-------- Given records --------
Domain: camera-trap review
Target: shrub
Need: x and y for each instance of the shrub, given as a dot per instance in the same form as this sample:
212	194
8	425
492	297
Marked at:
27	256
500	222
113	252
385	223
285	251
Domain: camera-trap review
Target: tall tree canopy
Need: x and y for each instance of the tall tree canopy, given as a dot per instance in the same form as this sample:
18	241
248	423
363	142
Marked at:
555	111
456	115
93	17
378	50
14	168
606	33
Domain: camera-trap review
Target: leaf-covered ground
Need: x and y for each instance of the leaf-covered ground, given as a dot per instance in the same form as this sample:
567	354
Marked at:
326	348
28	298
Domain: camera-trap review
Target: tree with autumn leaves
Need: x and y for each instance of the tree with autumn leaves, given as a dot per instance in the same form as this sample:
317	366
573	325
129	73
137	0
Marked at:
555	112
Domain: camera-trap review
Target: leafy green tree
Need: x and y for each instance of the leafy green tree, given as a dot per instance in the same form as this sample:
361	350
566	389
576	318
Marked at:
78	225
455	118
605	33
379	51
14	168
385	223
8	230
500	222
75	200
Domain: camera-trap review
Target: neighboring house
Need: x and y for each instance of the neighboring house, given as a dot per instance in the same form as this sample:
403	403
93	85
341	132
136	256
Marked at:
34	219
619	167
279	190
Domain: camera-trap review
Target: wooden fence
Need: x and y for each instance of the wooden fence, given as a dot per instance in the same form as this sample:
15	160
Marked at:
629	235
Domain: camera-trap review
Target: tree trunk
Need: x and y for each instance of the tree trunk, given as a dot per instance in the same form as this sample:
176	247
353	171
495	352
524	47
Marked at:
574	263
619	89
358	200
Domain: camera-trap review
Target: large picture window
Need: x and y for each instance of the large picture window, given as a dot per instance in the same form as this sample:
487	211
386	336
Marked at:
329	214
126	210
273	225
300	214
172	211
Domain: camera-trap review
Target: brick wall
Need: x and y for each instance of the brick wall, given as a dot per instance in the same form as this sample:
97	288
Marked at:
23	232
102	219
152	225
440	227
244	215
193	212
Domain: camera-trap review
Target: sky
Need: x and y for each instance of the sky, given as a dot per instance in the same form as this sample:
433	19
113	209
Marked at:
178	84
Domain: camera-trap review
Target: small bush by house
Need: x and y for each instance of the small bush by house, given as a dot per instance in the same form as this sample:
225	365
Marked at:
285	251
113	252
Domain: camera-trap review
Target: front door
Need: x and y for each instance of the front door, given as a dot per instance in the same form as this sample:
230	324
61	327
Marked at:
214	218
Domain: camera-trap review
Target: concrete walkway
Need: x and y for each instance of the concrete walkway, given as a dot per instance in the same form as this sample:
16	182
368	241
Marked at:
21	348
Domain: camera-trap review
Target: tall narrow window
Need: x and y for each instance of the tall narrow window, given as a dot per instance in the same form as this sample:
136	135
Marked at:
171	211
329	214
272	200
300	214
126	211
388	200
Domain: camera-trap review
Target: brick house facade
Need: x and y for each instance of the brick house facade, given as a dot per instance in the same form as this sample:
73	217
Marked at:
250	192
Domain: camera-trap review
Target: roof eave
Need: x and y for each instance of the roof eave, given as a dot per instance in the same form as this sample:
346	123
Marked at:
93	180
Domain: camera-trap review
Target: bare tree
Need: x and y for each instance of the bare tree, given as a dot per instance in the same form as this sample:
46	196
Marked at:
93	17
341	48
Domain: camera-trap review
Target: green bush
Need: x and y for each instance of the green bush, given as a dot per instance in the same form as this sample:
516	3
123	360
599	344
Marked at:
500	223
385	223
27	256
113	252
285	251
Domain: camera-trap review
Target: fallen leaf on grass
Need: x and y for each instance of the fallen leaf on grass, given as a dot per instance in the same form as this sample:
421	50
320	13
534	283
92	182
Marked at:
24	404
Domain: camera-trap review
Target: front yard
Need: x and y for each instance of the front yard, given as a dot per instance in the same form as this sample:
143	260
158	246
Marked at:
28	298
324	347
--------
§ What to do
Going down from the first line of the entries above, restate each line word for word until the line holding "Target: large picture window" is done.

§ Solution for this problem
Domain: camera-trap review
Target: shrub
Need: x and y for each instance of the shrub, given as a dot per instance in the same form as this sample:
212	194
8	425
492	297
Marked at:
27	256
500	222
113	252
385	223
285	251
Domain: camera-trap review
Target: tall tree canopy
Need: x and y for each instance of the tall tree canopy, given as a dot per instance in the same form as this sample:
18	241
248	423
363	142
Marked at:
555	111
456	115
93	17
378	50
14	168
606	33
Domain: camera-trap review
Target: leaf-covered ground
Need: x and y for each instance of the leaf-covered ground, given as a dot per instance in the same form as this sample:
567	354
Marked at:
326	348
28	298
Domain: camera-trap review
Target: tree with autumn leaves
Need: x and y for each instance of the tree with autumn leaves, given as a dot per instance in the same form as this sample:
317	366
573	325
129	73
137	0
Marked at:
555	112
Domain: camera-trap review
Target: leafy green tree
Need: x and y for each instance of the leafy green tree, given as a dot per instance in the same form as this sample:
361	350
566	389
576	318
Marked at:
78	225
455	118
605	33
379	51
14	168
385	223
8	230
500	222
75	200
Domain: camera-trap review
Target: neighboring house
Need: x and y for each instance of the neighboring house, given as a dot per instance in the same form as this sample:
403	403
93	85
341	132
136	256
Marked at:
34	219
619	167
279	190
Domain: camera-trap review
Target: wooden fence
Need: x and y for each instance of the wooden fence, given as a dot per instance in the same form as this sample:
15	160
Marked at:
629	235
Domain: camera-trap review
Target: tree trunk
Need: x and y for each instance of the tree trunk, given as a dot per instance in the same form as this sample:
176	247
353	171
495	352
524	47
Marked at:
574	263
619	89
358	200
Domain: camera-trap review
Target: large picture window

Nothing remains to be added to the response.